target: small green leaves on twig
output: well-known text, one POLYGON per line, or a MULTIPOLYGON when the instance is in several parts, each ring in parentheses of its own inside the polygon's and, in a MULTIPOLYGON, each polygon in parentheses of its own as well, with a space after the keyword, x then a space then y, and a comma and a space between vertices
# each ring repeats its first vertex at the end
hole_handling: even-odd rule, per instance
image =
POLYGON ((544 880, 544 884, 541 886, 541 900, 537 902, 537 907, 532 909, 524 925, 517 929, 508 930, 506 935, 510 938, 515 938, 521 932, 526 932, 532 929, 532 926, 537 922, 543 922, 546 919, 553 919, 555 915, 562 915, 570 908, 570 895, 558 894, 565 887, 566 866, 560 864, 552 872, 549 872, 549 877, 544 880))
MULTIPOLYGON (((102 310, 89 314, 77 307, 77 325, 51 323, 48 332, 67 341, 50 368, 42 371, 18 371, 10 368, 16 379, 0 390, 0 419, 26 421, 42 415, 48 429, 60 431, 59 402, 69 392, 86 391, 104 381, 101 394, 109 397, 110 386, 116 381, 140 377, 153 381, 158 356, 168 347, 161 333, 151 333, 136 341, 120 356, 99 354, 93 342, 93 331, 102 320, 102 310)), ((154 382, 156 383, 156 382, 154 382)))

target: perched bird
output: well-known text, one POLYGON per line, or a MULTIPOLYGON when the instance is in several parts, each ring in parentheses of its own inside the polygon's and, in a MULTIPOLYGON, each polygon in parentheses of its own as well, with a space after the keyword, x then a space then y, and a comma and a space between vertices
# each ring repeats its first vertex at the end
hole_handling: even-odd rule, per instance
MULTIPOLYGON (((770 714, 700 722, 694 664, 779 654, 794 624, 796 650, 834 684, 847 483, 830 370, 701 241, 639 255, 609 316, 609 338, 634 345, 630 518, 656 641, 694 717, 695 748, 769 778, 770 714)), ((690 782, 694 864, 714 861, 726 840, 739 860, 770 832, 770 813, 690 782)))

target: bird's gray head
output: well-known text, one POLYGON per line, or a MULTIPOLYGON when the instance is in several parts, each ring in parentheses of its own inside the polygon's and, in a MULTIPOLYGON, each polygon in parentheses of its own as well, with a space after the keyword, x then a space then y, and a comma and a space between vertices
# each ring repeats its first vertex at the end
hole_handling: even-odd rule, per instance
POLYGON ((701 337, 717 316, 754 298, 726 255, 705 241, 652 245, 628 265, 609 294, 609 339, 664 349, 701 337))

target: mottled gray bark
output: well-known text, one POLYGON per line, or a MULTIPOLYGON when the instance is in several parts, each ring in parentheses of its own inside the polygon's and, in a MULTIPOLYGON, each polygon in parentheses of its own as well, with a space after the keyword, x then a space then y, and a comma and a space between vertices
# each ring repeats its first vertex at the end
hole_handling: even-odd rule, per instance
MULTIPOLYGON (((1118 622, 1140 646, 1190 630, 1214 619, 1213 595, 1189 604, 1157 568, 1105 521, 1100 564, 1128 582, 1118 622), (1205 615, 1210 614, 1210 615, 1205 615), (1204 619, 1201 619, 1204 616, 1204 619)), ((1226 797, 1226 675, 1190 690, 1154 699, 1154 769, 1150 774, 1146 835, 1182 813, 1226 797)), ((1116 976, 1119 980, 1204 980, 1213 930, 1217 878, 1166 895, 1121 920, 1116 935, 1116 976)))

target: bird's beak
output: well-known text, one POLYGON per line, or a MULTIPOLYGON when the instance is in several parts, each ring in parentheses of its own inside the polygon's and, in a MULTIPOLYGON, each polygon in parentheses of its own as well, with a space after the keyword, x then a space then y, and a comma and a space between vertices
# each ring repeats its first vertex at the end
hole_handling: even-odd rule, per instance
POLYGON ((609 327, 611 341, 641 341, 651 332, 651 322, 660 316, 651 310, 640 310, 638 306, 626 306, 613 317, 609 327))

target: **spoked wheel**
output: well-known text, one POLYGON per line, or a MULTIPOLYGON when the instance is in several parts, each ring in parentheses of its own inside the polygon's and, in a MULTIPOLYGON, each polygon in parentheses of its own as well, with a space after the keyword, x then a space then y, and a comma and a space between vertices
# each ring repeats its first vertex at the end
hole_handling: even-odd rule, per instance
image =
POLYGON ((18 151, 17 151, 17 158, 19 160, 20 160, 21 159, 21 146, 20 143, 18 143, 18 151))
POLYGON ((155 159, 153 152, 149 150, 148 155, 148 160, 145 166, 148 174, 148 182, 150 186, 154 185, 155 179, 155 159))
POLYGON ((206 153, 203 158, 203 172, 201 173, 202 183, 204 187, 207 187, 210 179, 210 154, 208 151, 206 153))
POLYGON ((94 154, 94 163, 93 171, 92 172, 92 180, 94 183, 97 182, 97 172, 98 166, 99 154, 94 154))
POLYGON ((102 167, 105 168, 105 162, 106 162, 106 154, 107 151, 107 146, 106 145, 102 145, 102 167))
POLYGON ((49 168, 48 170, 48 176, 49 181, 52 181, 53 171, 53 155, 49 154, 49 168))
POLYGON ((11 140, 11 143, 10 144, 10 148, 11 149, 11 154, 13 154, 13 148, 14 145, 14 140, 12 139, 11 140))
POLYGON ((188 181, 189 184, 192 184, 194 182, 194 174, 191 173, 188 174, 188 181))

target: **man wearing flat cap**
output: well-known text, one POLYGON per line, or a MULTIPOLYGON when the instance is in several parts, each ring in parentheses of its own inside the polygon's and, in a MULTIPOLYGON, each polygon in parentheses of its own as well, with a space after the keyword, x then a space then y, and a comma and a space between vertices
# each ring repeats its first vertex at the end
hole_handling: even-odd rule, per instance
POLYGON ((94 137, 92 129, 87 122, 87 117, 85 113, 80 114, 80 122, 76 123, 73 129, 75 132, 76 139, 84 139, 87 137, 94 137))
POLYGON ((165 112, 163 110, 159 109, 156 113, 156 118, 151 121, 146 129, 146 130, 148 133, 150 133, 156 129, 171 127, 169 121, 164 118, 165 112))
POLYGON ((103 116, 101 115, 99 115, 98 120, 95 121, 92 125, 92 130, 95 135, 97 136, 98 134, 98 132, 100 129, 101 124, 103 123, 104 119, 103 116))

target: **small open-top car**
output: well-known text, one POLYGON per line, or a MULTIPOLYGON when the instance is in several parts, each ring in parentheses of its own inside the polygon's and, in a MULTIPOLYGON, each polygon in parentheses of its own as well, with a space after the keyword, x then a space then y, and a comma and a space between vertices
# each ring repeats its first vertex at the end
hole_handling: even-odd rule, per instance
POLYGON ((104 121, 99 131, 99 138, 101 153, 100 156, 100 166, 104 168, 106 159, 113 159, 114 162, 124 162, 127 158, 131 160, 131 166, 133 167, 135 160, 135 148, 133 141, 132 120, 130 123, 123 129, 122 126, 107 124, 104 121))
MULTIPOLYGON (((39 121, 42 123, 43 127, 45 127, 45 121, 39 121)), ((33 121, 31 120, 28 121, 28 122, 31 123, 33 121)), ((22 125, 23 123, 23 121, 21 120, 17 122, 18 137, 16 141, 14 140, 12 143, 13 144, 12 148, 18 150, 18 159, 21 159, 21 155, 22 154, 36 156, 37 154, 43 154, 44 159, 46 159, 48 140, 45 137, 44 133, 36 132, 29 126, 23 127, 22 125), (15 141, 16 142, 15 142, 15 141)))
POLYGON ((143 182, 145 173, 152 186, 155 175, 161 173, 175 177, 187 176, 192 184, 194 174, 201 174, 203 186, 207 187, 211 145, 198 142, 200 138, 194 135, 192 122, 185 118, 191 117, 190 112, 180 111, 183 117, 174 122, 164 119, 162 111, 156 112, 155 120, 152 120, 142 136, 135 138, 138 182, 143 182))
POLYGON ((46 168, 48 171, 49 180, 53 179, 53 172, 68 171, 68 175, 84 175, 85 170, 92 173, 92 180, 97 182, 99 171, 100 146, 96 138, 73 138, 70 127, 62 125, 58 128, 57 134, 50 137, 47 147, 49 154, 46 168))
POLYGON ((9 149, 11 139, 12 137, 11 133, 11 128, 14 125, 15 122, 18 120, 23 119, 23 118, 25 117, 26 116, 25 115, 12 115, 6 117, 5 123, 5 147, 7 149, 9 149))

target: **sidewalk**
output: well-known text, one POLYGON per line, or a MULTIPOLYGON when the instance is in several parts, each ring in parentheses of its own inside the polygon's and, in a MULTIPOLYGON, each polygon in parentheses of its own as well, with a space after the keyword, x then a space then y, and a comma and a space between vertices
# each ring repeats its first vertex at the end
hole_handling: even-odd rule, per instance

________________________________________

Exercise ->
Rewrite the data from its first line through the line containing "MULTIPOLYGON (((102 310, 89", replacing "twig" with "branch" and keeping everything else the same.

Solution to this task ->
target: small green leaves on branch
output: well-known text, one POLYGON per line, or a MULTIPOLYGON when the instance is in several parts, each ring in parentheses of its own inside the polygon's and, in a MULTIPOLYGON, each polygon in parentheses of its own as well, with a space after the keyword, x then a space then y, and a comma and a space between vertices
# each ring repeats its first vertex at the end
hole_handling: even-odd rule, per instance
image =
POLYGON ((544 880, 544 884, 541 886, 541 900, 537 902, 537 907, 532 909, 524 925, 517 929, 508 930, 506 935, 510 938, 515 938, 521 932, 526 932, 532 929, 532 926, 537 922, 543 922, 546 919, 553 919, 555 915, 562 915, 570 908, 570 895, 558 894, 565 887, 566 866, 560 864, 552 872, 549 872, 549 877, 544 880))
MULTIPOLYGON (((102 310, 89 314, 77 307, 77 325, 51 323, 48 332, 67 341, 50 368, 42 371, 18 371, 10 368, 16 379, 0 390, 0 419, 26 421, 42 415, 48 429, 60 431, 59 402, 69 392, 86 391, 104 381, 101 394, 109 397, 110 386, 116 381, 140 377, 153 381, 158 356, 168 347, 161 333, 151 333, 136 341, 120 356, 99 354, 93 342, 93 331, 102 320, 102 310)), ((154 382, 156 383, 156 382, 154 382)))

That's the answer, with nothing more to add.